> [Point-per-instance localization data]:
BEGIN

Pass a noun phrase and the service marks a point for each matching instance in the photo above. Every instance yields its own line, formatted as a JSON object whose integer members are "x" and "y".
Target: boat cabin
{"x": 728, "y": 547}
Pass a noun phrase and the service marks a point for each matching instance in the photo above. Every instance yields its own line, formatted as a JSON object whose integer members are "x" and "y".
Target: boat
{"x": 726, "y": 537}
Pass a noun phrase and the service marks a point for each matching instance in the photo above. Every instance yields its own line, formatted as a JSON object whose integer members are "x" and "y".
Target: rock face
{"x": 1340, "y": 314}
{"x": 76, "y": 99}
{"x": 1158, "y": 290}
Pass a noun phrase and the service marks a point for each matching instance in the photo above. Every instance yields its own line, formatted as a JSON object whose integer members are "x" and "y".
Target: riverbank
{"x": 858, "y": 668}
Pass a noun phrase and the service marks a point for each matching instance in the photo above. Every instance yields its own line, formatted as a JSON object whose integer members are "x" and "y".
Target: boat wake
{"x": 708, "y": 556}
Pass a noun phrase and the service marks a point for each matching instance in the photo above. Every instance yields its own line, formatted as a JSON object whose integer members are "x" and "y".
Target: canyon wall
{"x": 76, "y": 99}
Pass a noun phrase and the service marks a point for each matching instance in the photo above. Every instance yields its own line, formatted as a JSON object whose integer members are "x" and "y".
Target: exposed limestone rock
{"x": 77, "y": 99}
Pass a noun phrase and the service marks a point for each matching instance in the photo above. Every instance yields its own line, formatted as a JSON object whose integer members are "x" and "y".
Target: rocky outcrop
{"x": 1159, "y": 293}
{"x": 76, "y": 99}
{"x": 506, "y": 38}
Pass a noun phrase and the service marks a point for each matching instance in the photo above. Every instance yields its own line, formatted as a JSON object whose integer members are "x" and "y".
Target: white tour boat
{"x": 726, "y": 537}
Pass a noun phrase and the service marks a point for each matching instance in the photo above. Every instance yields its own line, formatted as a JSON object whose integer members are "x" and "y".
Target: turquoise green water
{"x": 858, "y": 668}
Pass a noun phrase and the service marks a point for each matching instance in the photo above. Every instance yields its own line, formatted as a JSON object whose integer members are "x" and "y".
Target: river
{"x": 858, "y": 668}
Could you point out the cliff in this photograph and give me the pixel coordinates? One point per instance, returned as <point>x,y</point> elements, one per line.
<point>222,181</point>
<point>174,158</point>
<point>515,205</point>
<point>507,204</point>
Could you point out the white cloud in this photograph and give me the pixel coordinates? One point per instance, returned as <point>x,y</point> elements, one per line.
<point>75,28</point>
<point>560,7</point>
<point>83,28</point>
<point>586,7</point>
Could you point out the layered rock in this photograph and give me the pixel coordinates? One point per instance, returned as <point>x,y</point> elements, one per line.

END

> [The problem]:
From the first line to the last, reproduce the data exactly.

> [Your solution]:
Pass a noun phrase and the service marks a point for each matching instance in the photo above. Every instance yields its own line, formatted as a JSON object whose integer members are "x" and "y".
Target: boat cabin
{"x": 728, "y": 547}
Pass a noun phrase and the service marks a point for each matching instance in the photo above. Every instance yields its own line, formatted as a JSON object whose integer members are "x" and "y".
Target: boat
{"x": 726, "y": 537}
Pass a noun phrase and the service marks a point for each matching instance in the photo above. Every instance yields its own line, formatted as a JSON object whose integer members are "x" and "y".
Target: rock face
{"x": 1340, "y": 314}
{"x": 76, "y": 99}
{"x": 1158, "y": 290}
Pass a noun phrase and the service marks a point for each matching instance in the photo above. Every instance yields its own line, formatted as a JSON object whose integer members are "x" and "y".
Target: riverbank
{"x": 858, "y": 668}
Pass a noun phrase and the service marks a point for each matching instance in the photo above. Every instance yields its own line, formatted as a JSON object whose integer members are "x" and "y".
Target: boat wake
{"x": 708, "y": 556}
Pass a noun phrase and the service marks a point for each matching instance in the photo above. Every instance yields its own line, formatted as a JSON object whose integer members are "x" and "y".
Target: canyon wall
{"x": 76, "y": 99}
Pass a noun phrase and the service marks a point for each matching instance in the photo above. Every instance yields its own line, formatted as a JSON object whose integer members are "x" and "y".
Target: exposed limestone rock
{"x": 77, "y": 99}
Pass a noun phrase and the service marks a point for each matching instance in the photo above. Every instance yields its own line, formatted as a JSON object whose integer members are "x" and "y".
Target: rocky outcrop
{"x": 1159, "y": 293}
{"x": 76, "y": 99}
{"x": 506, "y": 38}
Pass a noun phrase and the service marks a point for each matching instance in the photo above. Every instance yields its own line, formatted as a JSON object whose integer members are "x" and "y".
Target: white tour boat
{"x": 726, "y": 537}
Pass a noun phrase and the service marks a point for each matching instance in the photo above. Every instance yields its own line, formatted as a JSON object whose integer members are "x" and "y".
Target: turquoise green water
{"x": 858, "y": 668}
Pass a noun phrase and the service marks a point for each matching instance in the photo above. Every instance yields its own line, formatted as a JSON object whose integer members are "x" and "y".
Target: river
{"x": 858, "y": 668}
Could you point out the cliff in this photograph and give me the pixel coordinates? One point per instance, returned as <point>x,y</point> elements, one per line.
<point>222,181</point>
<point>174,158</point>
<point>515,205</point>
<point>507,204</point>
Could you point out the white cloud in this photograph and give me the pixel coordinates? One point per instance, returned as <point>x,y</point> elements, one per line.
<point>75,28</point>
<point>560,7</point>
<point>83,28</point>
<point>586,7</point>
Could you point out the layered rock in this photograph and give me the pixel coordinates? One point per instance, returned as <point>x,y</point> elements, one per line.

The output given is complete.